[Task requirements]:
Pick out every line in the material below that contains the string "exceptions", and copy each one in full.

(Records from a data collection)
^^^^^^^^^^^^^^^^
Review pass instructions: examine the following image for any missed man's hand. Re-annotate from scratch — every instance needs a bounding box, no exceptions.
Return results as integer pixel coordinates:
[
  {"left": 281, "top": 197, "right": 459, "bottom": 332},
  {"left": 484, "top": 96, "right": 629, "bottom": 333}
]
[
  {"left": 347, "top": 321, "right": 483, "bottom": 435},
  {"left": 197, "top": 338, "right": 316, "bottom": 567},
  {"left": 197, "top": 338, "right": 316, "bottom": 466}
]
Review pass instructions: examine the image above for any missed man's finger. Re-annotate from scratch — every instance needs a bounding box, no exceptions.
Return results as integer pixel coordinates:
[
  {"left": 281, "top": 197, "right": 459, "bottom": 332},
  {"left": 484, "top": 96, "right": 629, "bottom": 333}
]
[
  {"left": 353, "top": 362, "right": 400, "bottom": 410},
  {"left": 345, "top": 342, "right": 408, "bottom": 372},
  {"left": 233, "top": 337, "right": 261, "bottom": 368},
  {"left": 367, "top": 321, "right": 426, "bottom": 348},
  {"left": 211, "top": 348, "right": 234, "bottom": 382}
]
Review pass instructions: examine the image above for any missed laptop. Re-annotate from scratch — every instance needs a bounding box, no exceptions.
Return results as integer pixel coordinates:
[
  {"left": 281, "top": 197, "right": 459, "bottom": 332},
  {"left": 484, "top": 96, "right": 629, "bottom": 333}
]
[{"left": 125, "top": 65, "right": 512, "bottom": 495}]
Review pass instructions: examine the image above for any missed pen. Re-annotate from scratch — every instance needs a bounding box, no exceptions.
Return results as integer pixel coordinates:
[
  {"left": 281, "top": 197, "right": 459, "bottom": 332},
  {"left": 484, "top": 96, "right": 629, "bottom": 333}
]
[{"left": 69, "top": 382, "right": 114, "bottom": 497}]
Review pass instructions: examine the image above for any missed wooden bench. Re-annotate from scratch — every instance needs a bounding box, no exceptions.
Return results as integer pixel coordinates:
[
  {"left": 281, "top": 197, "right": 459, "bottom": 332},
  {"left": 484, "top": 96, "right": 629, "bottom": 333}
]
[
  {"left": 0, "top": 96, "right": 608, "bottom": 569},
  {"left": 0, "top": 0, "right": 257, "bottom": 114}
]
^^^^^^^^^^^^^^^^
[Task result]:
Review pass instructions: examine the following image for any missed man's hand. Re-annotate from scratch — every instance needs a bounding box, no exceptions.
Review pass instructions: examine the image above for any missed man's finger. Re-annotate from scratch — every instance needs a bounding box, no exceptions.
Review pass instructions: examine the image above for any missed laptop. Re-annotate from scratch — every instance needs a bounding box, no exceptions.
Review pass instructions: examine the image above for any missed pen. Re-annotate from scratch — every instance needs a bounding box, no exceptions.
Review pass instructions: examine the image above for any missed wooden bench. Re-annotate from scratch — every instance needs a bounding box, no exceptions.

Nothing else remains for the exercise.